+++ Record set
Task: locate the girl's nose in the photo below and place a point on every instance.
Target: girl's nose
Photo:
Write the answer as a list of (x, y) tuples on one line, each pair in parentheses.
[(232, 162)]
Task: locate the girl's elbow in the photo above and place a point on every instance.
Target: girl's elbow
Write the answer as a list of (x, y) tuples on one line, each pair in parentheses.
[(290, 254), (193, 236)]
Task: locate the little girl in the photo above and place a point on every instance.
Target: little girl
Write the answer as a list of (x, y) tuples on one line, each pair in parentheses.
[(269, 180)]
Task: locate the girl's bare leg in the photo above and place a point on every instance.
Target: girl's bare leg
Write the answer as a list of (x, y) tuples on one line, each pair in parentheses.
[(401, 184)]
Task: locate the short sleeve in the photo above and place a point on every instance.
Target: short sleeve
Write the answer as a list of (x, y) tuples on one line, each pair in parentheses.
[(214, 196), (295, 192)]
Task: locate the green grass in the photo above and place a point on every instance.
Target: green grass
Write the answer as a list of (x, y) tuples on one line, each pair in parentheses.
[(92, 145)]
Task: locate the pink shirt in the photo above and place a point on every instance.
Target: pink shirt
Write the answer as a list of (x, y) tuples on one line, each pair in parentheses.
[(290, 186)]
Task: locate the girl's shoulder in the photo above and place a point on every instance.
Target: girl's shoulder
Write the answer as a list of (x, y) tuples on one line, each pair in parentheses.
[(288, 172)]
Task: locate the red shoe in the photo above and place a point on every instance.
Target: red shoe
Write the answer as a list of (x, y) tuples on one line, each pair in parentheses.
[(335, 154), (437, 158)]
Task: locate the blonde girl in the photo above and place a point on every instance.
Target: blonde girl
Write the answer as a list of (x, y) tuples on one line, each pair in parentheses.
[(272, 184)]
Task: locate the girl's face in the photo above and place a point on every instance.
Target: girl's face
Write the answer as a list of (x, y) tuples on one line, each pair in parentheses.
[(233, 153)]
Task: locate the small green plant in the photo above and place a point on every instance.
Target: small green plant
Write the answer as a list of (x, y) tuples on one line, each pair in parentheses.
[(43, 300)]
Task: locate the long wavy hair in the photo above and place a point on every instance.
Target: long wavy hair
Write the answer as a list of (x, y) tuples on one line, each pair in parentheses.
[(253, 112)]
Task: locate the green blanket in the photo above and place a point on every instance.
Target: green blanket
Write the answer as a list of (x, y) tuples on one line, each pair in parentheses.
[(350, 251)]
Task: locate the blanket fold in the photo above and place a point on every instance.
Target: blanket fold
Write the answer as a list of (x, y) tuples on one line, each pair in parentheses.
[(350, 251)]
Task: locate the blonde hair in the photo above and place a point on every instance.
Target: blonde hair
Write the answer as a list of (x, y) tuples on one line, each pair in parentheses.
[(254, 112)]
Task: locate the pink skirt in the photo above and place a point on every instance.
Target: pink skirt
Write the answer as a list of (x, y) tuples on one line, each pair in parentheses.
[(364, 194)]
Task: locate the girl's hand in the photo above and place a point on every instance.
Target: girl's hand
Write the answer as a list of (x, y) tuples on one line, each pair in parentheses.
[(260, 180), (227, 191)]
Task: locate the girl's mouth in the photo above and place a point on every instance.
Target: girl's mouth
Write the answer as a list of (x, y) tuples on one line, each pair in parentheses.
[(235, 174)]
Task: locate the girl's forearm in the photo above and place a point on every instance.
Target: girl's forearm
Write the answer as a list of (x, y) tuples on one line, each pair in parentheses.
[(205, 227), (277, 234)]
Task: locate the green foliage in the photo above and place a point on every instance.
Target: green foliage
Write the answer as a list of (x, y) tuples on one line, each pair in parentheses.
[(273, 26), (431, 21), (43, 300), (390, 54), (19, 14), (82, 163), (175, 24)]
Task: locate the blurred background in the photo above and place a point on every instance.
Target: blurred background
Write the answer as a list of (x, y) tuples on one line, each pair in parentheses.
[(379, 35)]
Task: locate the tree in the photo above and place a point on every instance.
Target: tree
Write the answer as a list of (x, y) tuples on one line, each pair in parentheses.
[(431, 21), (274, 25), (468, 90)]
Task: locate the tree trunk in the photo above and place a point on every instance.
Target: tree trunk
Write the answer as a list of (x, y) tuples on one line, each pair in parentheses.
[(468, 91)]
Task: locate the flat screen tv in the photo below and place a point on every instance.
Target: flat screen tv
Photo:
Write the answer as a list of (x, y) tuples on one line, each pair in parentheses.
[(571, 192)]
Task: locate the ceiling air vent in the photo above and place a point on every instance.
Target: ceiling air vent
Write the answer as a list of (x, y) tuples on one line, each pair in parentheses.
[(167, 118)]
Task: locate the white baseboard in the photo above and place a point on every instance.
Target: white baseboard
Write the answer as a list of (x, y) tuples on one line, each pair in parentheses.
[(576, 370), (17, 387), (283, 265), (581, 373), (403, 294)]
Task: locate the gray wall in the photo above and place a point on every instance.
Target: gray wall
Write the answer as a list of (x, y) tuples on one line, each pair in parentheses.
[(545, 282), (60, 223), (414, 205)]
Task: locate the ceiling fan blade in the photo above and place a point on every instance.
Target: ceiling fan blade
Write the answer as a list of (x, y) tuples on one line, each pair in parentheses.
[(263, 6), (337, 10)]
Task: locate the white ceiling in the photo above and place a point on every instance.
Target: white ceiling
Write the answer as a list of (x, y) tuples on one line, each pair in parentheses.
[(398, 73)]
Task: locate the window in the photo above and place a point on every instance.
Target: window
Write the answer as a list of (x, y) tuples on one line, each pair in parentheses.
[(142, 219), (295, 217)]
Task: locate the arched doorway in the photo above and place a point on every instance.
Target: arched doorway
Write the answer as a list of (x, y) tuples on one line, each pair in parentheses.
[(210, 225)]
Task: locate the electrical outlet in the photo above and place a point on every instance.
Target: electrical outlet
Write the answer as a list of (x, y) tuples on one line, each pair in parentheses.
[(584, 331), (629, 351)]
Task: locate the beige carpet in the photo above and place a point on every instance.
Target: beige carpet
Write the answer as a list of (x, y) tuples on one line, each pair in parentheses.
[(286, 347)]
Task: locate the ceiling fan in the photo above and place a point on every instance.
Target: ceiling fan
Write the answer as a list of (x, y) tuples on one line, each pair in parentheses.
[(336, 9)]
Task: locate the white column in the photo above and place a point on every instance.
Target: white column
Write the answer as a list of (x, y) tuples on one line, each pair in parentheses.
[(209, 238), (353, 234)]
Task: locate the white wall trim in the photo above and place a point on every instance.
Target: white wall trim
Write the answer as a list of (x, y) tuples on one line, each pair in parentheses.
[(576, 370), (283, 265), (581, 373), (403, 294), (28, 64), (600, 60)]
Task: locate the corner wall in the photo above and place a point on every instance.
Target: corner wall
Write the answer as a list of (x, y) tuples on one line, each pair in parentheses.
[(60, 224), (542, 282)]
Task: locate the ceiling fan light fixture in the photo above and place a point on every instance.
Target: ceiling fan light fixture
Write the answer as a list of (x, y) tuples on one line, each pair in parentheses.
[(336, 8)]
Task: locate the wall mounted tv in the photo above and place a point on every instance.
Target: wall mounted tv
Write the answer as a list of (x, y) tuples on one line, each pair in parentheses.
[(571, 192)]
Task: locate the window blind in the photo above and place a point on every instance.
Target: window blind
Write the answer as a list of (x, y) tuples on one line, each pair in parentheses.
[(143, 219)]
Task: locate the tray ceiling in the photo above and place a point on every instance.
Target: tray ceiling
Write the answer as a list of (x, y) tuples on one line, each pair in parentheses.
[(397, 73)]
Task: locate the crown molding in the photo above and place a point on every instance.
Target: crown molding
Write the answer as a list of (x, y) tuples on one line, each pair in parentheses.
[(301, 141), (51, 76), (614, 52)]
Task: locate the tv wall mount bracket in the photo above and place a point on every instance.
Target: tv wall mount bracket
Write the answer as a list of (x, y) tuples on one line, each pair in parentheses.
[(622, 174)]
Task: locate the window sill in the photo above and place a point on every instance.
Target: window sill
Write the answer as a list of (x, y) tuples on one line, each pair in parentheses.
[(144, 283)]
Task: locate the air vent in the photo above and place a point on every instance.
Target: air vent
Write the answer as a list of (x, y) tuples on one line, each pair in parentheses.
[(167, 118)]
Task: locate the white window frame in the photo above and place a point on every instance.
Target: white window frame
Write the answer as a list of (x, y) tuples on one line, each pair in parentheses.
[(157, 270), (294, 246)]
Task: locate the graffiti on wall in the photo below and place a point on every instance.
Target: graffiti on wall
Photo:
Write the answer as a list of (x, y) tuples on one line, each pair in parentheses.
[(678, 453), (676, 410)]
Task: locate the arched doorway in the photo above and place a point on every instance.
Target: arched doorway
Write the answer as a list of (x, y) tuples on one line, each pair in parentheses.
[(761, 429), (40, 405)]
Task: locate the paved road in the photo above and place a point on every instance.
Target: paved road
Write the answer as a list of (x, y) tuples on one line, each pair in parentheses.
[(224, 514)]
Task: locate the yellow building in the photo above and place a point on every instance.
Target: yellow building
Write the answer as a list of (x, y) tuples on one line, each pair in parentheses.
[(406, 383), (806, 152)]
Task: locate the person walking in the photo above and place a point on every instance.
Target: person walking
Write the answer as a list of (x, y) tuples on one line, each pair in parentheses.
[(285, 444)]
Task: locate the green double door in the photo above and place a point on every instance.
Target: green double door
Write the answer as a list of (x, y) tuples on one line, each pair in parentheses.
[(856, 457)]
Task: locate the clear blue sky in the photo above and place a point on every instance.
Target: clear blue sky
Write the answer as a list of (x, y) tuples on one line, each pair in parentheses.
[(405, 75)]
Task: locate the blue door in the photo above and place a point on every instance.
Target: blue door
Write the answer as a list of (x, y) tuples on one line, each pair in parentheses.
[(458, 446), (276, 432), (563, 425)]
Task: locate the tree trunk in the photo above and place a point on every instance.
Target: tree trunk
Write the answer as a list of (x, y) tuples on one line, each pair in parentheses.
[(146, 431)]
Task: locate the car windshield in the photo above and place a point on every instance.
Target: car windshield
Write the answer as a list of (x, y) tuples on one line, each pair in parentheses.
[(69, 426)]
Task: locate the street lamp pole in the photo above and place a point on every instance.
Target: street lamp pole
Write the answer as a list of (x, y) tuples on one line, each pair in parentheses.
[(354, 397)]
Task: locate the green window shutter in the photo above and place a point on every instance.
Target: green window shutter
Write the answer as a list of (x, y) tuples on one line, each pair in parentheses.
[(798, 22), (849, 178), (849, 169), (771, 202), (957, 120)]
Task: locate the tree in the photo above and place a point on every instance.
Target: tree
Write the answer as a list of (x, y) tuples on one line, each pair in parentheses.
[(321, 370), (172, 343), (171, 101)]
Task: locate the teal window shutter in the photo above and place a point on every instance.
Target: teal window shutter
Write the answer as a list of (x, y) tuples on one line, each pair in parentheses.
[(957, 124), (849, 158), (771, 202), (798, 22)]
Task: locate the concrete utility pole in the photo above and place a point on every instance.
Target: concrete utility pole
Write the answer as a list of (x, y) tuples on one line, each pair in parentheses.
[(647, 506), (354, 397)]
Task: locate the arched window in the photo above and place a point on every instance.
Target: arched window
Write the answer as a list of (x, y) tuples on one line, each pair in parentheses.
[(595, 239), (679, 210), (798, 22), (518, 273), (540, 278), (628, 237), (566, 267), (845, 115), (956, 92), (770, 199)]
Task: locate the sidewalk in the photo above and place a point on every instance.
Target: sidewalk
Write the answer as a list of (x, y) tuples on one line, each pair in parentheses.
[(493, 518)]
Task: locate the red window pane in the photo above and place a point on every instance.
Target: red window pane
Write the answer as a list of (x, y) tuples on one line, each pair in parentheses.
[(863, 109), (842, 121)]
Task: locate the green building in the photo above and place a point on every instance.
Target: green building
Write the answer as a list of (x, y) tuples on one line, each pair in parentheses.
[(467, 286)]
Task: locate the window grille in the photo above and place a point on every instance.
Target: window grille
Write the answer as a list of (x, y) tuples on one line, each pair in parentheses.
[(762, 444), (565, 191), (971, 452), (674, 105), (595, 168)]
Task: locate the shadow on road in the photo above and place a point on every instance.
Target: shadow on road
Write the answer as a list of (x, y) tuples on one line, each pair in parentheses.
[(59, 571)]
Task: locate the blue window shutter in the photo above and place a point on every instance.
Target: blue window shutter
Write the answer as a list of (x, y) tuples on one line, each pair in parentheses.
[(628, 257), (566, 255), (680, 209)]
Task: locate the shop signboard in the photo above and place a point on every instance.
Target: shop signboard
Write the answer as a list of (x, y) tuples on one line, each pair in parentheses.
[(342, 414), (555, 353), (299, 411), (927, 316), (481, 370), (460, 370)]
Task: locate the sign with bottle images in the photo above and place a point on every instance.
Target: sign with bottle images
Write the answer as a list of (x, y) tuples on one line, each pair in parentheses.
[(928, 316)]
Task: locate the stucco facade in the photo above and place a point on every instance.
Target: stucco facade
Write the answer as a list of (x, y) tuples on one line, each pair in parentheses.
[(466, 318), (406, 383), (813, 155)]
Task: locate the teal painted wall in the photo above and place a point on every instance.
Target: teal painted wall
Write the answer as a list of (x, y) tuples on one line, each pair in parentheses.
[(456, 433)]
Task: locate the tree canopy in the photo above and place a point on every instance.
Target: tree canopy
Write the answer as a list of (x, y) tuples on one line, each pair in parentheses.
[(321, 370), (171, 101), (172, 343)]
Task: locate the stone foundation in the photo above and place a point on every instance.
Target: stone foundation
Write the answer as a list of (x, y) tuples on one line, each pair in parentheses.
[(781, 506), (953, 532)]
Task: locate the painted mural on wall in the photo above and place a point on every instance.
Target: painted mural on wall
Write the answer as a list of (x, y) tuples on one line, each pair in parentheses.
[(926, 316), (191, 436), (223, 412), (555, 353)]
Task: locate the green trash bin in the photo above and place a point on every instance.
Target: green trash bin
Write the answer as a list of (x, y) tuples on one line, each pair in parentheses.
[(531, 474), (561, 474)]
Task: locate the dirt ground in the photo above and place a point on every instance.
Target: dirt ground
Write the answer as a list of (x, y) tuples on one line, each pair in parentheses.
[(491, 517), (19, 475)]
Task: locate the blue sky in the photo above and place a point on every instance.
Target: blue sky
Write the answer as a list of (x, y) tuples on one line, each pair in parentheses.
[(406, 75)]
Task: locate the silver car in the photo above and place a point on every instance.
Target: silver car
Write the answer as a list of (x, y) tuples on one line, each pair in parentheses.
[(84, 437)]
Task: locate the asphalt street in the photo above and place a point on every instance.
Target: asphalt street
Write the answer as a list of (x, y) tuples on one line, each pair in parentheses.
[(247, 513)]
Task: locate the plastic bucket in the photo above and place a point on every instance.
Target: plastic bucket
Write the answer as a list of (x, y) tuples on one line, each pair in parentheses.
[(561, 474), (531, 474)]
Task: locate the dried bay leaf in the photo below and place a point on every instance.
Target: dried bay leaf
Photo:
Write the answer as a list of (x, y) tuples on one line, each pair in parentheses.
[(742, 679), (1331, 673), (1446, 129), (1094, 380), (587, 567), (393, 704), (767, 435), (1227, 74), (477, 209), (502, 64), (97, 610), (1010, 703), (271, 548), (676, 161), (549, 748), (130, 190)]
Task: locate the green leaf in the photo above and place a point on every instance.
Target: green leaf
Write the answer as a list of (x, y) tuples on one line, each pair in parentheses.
++++++
## Goal of the exercise
Copy verbatim the lines of the records above, from the line containing "Task: locate the white wall" through the line containing "[(301, 141), (51, 76), (614, 52)]", including both of those lines.

## Exercise output
Task: locate the white wall trim in the photo above and place a point on every instance.
Target: white wall trim
Write the answer as a list of (x, y) tuples on one line, each pair in parentheses.
[(576, 370), (283, 265), (581, 373), (403, 294), (28, 64), (600, 60)]
Task: locate the corner wall in the photo above and place a point on every instance.
Target: corner wall
Write the answer as a list of (x, y) tuples on one line, each pair in parentheses.
[(60, 224), (542, 282)]
Task: locate the ceiling fan light fixture in the photo above and place a point on every instance.
Target: ceiling fan light fixture
Write the answer as a list of (x, y) tuples on one line, each pair in parentheses.
[(336, 8)]
Task: locate the wall mounted tv in the photo above and place a point on every instance.
Target: wall mounted tv
Write the answer as a list of (x, y) tuples on one line, each pair in parentheses.
[(571, 192)]
Task: locate the window blind in the photo above and place a point on every instance.
Target: window blind
Write the answer as a list of (x, y) tuples on one line, each pair in parentheses.
[(143, 219)]
Task: locate the tray ceiling in the photo above and place a point on every instance.
Target: tray ceiling
Write the answer as a list of (x, y) tuples on one line, each pair in parentheses.
[(397, 73)]
Task: locate the crown molding in the photo above and place a point on every instance.
Target: crown molding
Write the answer as a list of (x, y) tuples on one line, each pair in parentheses.
[(301, 141), (51, 76), (614, 52)]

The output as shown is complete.